▸ Request
Could you render the records as a JSON list of strings, one string per line and no blank lines, starting at the first line and ending at the line that contains "(608, 8), (728, 223)", with both of those lines included?
-- Start --
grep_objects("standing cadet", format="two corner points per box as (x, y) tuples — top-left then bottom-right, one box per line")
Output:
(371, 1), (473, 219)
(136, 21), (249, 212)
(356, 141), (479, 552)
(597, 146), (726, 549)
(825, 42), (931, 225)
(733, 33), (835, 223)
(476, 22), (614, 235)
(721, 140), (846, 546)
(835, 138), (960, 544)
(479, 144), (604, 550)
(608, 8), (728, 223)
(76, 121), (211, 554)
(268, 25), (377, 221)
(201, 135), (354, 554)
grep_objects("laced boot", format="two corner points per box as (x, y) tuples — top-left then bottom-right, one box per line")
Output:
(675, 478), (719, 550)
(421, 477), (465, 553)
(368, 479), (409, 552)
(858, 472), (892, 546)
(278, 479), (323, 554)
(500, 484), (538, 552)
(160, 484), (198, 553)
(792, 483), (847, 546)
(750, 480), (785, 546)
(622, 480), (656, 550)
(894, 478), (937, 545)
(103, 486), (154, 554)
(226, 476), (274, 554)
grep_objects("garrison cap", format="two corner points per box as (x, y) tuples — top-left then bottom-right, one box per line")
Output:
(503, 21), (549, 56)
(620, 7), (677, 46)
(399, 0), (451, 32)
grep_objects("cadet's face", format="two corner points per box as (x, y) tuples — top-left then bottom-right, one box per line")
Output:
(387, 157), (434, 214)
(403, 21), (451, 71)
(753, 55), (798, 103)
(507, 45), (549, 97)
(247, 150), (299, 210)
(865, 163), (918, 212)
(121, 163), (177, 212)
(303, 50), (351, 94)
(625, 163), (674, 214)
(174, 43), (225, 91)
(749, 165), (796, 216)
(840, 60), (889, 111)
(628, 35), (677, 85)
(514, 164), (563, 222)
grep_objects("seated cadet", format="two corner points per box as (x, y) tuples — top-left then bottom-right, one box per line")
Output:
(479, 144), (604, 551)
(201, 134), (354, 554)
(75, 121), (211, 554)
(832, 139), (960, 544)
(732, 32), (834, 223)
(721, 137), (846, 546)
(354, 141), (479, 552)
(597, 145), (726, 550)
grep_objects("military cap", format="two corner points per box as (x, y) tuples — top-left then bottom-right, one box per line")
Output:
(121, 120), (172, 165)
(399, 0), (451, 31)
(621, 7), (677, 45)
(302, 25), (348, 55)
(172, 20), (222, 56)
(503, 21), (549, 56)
-- End --
▸ Written reply
[
  "grep_objects(\"standing cadet\", format=\"two corner points per box as (x, y) tuples — top-left then bottom-right, one box per line\")",
  "Output:",
  "(371, 1), (473, 219)",
  "(136, 21), (249, 212)",
  "(356, 141), (479, 552)",
  "(597, 146), (726, 549)",
  "(825, 42), (931, 225)",
  "(733, 33), (835, 223)",
  "(476, 22), (614, 235)",
  "(721, 140), (846, 546)",
  "(835, 138), (960, 544)",
  "(479, 144), (604, 550)",
  "(608, 8), (728, 223)"
]